SET TASK:
Can you output the stretch of entries from the line containing "27, row 68." through the line containing "column 120, row 205", both of those lines included, as a numbered list with any blank lines left out?

INFORMATION SHOWN:
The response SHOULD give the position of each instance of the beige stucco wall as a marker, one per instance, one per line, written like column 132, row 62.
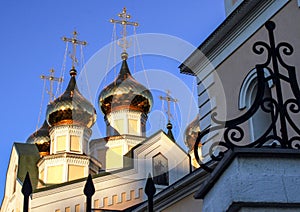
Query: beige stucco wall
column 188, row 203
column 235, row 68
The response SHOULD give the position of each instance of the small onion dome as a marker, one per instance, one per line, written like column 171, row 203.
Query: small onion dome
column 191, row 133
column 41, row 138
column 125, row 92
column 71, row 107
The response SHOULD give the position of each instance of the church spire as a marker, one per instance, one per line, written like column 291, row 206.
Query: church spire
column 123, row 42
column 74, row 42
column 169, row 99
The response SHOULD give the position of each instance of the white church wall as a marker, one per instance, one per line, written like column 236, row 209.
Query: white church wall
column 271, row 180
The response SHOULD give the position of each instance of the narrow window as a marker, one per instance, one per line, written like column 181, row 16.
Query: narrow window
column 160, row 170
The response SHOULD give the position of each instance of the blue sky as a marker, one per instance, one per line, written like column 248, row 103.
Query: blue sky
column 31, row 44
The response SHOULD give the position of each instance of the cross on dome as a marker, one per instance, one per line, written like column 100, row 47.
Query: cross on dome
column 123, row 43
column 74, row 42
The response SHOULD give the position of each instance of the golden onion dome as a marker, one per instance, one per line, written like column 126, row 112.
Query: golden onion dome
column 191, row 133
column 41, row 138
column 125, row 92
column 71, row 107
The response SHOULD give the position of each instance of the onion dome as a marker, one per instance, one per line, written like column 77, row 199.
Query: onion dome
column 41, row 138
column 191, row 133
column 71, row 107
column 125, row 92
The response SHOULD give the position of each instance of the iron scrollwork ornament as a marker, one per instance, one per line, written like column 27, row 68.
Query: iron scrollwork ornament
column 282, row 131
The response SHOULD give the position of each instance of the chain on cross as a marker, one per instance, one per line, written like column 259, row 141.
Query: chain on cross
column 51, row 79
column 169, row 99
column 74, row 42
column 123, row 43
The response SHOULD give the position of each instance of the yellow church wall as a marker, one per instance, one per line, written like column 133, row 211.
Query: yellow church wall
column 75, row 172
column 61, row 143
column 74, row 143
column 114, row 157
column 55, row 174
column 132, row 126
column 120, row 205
---
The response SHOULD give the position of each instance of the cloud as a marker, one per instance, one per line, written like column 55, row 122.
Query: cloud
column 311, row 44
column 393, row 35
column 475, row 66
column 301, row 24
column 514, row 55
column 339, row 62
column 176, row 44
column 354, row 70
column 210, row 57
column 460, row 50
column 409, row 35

TASK OUTPUT:
1. The response SHOULD give the position of each instance of the iron scrollwork ornament as a marker, one per instance, one per line, written like column 27, row 68.
2. Query: iron scrollwork ornament
3. column 282, row 131
4. The response SHOULD give the position of each instance of the chain on cross as a marker, one per instance, one per line, written like column 259, row 141.
5. Query: chain on cross
6. column 51, row 79
7. column 169, row 99
8. column 74, row 42
9. column 123, row 43
10. The response SHOULD give the position of each instance of the yellow church wall as a marker, one per instance, one per line, written like column 133, row 211.
11. Query: yellow church wall
12. column 75, row 172
13. column 61, row 143
14. column 74, row 143
15. column 114, row 157
16. column 55, row 174
17. column 132, row 126
18. column 120, row 205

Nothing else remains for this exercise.